• **Written exercise**
Please lay out every line of the listing below as a Markdown table with the columns "Row" and "Text", numbering the rows in order and leaving out blank lines.
━━━━━━━━━━
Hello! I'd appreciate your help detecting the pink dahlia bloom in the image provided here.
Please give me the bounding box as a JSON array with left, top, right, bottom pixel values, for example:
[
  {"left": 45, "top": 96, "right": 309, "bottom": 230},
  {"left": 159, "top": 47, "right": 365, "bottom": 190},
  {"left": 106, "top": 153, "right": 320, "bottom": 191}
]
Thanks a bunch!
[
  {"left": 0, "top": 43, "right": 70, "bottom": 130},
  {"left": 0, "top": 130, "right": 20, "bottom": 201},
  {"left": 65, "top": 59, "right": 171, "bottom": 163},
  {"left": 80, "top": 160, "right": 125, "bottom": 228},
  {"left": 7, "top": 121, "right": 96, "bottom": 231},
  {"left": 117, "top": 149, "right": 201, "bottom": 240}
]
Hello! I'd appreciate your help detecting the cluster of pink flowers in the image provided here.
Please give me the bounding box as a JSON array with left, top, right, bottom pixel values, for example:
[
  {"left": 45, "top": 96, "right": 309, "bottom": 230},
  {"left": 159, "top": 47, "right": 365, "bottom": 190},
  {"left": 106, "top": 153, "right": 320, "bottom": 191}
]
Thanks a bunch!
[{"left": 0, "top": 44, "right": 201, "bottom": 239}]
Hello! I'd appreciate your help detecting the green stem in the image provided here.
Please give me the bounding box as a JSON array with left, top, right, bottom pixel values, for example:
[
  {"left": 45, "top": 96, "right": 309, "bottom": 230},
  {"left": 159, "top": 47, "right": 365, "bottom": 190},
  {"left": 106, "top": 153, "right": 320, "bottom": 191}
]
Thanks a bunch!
━━━━━━━━━━
• **Exercise result**
| Row | Text |
|---|---|
| 1 | Hello! I'd appreciate your help detecting the pink dahlia bloom in the image provided here. |
| 2 | Please give me the bounding box as a JSON array with left, top, right, bottom pixel values, for example: |
| 3 | [ |
| 4 |   {"left": 45, "top": 96, "right": 309, "bottom": 230}, |
| 5 |   {"left": 159, "top": 47, "right": 365, "bottom": 190}, |
| 6 |   {"left": 106, "top": 153, "right": 320, "bottom": 191} |
| 7 | ] |
| 8 | Thanks a bunch! |
| 9 | [ |
| 10 |   {"left": 0, "top": 43, "right": 70, "bottom": 130}, |
| 11 |   {"left": 0, "top": 130, "right": 20, "bottom": 201}, |
| 12 |   {"left": 65, "top": 59, "right": 171, "bottom": 163}, |
| 13 |   {"left": 80, "top": 160, "right": 125, "bottom": 228}, |
| 14 |   {"left": 7, "top": 121, "right": 96, "bottom": 231}, |
| 15 |   {"left": 117, "top": 149, "right": 201, "bottom": 240} |
| 16 | ] |
| 17 | Hello! I'd appreciate your help detecting the cluster of pink flowers in the image provided here. |
| 18 | Please give me the bounding box as a JSON array with left, top, right, bottom pixel values, for example: |
| 19 | [ |
| 20 |   {"left": 45, "top": 96, "right": 309, "bottom": 230}, |
| 21 |   {"left": 159, "top": 47, "right": 365, "bottom": 190}, |
| 22 |   {"left": 106, "top": 153, "right": 320, "bottom": 191} |
| 23 | ] |
| 24 | Thanks a bunch! |
| 25 | [{"left": 0, "top": 44, "right": 201, "bottom": 239}] |
| 26 | Hello! I'd appreciate your help detecting the green stem in the image provided here. |
| 27 | Please give me the bounding box as a JSON array with left, top, right, bottom pixel values, for example: |
| 28 | [ |
| 29 |   {"left": 45, "top": 96, "right": 309, "bottom": 230}, |
| 30 |   {"left": 159, "top": 47, "right": 365, "bottom": 190}, |
| 31 |   {"left": 106, "top": 153, "right": 320, "bottom": 191} |
| 32 | ] |
| 33 | Thanks a bunch! |